Records:
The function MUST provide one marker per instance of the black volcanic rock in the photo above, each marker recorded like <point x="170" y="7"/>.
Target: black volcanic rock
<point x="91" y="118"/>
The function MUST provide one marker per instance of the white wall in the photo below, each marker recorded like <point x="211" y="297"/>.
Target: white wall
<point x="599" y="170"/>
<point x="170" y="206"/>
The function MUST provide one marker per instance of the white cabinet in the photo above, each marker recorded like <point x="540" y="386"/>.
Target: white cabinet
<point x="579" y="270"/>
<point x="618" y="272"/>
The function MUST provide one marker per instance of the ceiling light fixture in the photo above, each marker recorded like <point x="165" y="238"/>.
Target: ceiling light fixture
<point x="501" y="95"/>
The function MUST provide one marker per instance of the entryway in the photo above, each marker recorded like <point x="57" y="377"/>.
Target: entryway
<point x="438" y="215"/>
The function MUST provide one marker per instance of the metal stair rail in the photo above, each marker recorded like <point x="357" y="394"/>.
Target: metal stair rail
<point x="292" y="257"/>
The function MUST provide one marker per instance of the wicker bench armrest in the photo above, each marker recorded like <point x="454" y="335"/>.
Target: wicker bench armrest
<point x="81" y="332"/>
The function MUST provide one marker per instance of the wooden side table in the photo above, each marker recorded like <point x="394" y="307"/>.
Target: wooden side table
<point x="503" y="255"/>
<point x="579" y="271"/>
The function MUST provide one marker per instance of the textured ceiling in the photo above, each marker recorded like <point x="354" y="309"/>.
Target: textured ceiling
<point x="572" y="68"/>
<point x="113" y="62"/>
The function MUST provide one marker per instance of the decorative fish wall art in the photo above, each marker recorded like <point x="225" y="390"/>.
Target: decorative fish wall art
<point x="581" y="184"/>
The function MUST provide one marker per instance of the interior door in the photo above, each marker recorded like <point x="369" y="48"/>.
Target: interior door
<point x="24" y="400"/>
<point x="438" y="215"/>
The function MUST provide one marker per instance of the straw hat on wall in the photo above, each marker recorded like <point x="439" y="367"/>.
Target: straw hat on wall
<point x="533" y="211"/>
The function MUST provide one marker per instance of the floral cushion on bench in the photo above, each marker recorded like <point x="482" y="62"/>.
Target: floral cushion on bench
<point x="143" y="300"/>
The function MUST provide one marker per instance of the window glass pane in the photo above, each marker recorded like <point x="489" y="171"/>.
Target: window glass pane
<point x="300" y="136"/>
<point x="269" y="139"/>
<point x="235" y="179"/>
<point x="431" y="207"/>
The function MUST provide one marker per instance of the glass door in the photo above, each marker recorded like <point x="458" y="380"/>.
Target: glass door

Work instructions: The data is to be reproduced in full, every line intact.

Reply to the exercise:
The function MUST provide one marker per instance of the black volcanic rock in the photo above, each marker recorded like <point x="170" y="7"/>.
Target: black volcanic rock
<point x="91" y="118"/>
The function MUST provide one marker per instance of the white wall in the photo below, each marker recorded like <point x="211" y="297"/>.
Target: white wall
<point x="599" y="170"/>
<point x="170" y="206"/>
The function MUST provide one marker per instance of the white cabinet in the photo above, each marker recorded like <point x="540" y="386"/>.
Target: white cabinet
<point x="579" y="270"/>
<point x="618" y="272"/>
The function MUST provide one marker per instance of the ceiling light fixture in the photo above, each marker recorded like <point x="165" y="238"/>.
Target: ceiling light fixture
<point x="501" y="95"/>
The function MUST provide one marker per instance of the entryway in the photo above, each marker recorded like <point x="57" y="377"/>.
Target: entryway
<point x="438" y="215"/>
The function MUST provide one marker per instance of the metal stair rail in the photo above, each marker recorded like <point x="357" y="394"/>.
Target: metal stair rail
<point x="292" y="257"/>
The function MUST provide one marker per instance of the wicker bench armrest in the photo above, each marker recorded like <point x="454" y="335"/>.
Target: wicker bench armrest
<point x="81" y="332"/>
The function MUST provide one marker per instance of the wooden side table in the photo above, each marker recorded like <point x="394" y="307"/>.
Target: wooden side table
<point x="503" y="255"/>
<point x="579" y="271"/>
The function MUST provide one marker per instance of the textured ceiling in the photo above, each marker recorded like <point x="354" y="309"/>.
Target: textured ceiling
<point x="572" y="68"/>
<point x="113" y="62"/>
The function MUST provide one marker per instance of the decorative fish wall art in the photo above, each marker recorded like <point x="225" y="390"/>.
Target: decorative fish wall art
<point x="581" y="184"/>
The function MUST provide one marker per instance of the interior door in the photo above, each marker recorded like <point x="369" y="48"/>.
Target: interior door
<point x="24" y="400"/>
<point x="438" y="215"/>
The function MUST provide one marker per instance of the straw hat on wall in the photo above, each marker recorded like <point x="439" y="367"/>.
Target: straw hat on wall
<point x="533" y="211"/>
The function MUST provide one marker per instance of the floral cushion on bench in the photo above, each marker recorded like <point x="482" y="62"/>.
Target: floral cushion on bench
<point x="143" y="300"/>
The function MUST provide one marker per instance of the window glass pane in the photo above, each marker recorded like <point x="489" y="171"/>.
Target: window glass pane
<point x="300" y="136"/>
<point x="269" y="139"/>
<point x="235" y="179"/>
<point x="431" y="207"/>
The function MUST provide one marker per instance of the glass door in the photo above, each marker recorded like <point x="458" y="380"/>.
Target: glass door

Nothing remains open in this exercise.